[Bounding box annotation lines]
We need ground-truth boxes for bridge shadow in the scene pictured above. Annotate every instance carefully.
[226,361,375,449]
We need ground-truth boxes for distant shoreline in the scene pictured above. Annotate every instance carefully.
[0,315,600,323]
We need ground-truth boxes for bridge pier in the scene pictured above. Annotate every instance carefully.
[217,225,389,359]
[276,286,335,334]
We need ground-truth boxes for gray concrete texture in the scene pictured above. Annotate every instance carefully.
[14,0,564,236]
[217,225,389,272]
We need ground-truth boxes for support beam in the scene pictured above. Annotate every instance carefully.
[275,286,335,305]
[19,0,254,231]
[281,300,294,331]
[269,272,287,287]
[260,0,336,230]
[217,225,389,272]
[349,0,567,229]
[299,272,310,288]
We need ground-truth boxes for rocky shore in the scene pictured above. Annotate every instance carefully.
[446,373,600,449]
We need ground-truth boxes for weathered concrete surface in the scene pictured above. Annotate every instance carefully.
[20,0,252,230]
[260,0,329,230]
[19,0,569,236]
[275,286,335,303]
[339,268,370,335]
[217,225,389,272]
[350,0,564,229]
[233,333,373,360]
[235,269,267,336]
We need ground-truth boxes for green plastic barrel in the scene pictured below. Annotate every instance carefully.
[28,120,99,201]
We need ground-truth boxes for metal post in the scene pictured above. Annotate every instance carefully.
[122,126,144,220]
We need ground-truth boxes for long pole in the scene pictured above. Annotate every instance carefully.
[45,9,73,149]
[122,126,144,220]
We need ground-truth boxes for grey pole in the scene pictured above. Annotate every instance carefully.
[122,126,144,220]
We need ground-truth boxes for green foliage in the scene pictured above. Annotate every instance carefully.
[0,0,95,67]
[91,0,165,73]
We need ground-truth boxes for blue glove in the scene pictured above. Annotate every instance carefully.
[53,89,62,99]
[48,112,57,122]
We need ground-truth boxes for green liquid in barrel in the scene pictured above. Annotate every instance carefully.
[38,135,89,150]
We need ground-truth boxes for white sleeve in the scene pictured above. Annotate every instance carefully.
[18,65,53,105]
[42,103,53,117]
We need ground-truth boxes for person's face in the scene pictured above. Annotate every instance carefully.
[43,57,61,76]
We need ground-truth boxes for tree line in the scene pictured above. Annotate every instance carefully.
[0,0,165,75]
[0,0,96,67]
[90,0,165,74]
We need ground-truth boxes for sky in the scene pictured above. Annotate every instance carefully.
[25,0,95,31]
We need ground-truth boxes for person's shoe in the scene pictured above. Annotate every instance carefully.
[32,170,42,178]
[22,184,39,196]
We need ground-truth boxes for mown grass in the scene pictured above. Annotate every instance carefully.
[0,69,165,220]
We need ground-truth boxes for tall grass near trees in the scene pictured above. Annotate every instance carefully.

* Objective: Update the lines above so that every "ground-truth boxes" becomes "reference boxes", and leave everything else unchanged.

* Answer to the problem:
We need reference boxes for bridge shadow in the scene pictured above. Annotate every instance carefully.
[226,361,375,449]
We need reference boxes for distant shoreline in the scene pictured above. Annotate every instance carefully.
[0,315,600,323]
We need reference boxes for bridge pier in the scene pictured above. Annotate every instance carefully.
[217,225,389,359]
[276,286,335,334]
We need reference boxes for gray concrete texture in the scene pictured above. Annotate every instance carefully.
[14,0,564,236]
[217,225,389,272]
We need reference boxes for support beam in the scene pictured above. Annotate every instance carefully.
[275,286,335,305]
[19,0,254,231]
[281,300,294,331]
[269,272,287,287]
[260,0,336,230]
[217,225,389,272]
[349,0,567,229]
[299,272,310,288]
We need reference boxes for rocky shore in the scene pictured above. Annotate every instance carefully.
[446,373,600,449]
We need reference boxes for weathered concrete surface in the scene pictured above. Annotate every instance carefully.
[20,0,252,230]
[260,0,329,230]
[19,0,569,236]
[275,286,335,303]
[339,268,370,335]
[217,225,389,272]
[350,0,564,229]
[233,333,373,360]
[235,269,267,336]
We need reference boxes for green plastic barrel in the scene pictured below. Annotate every instance carefully.
[28,120,99,201]
We need reference boxes for metal post in the scene pictured above. Annotate every instance carefully.
[122,126,144,220]
We need reference boxes for long pole in the scene pictured above. Annotate every instance carefully.
[45,9,73,149]
[122,126,144,220]
We need reference boxes for grey pole in the scene pictured above. Annotate every instance carefully.
[122,126,144,220]
We need reference boxes for green foliage in the scene pictured above. Annotate every instance carefully.
[0,0,95,67]
[91,0,165,73]
We need reference boxes for blue glove in the scene pictured above. Annotate every instance carefully.
[53,89,62,99]
[48,112,57,122]
We need reference boxes for green liquid in barrel in the scene pictured above. Annotate every instance carefully.
[38,135,89,150]
We need reference boxes for white sleeve in the scene pictured above. Annotate every instance carefully.
[18,65,53,105]
[42,103,53,117]
We need reference boxes for person's face in the scene pictured above. Annotate every instance carefully.
[43,57,61,76]
We need reference boxes for tree line in the scene pictured above. Annotate every instance carefully.
[0,0,165,75]
[0,0,96,67]
[90,0,165,74]
We need reference boxes for sky in the scene pictured above. Annotate every instance carefully.
[25,0,95,31]
We need reference boxes for person's shoe in the scene pictured above. Annotate every instance carefully.
[32,170,42,178]
[22,184,39,196]
We need reference boxes for mown grass in the scene pictured above. Annotate every instance carefully.
[0,69,165,220]
We need reference boxes for tall grass near trees in the scene pictured above. Annotate every instance carefully.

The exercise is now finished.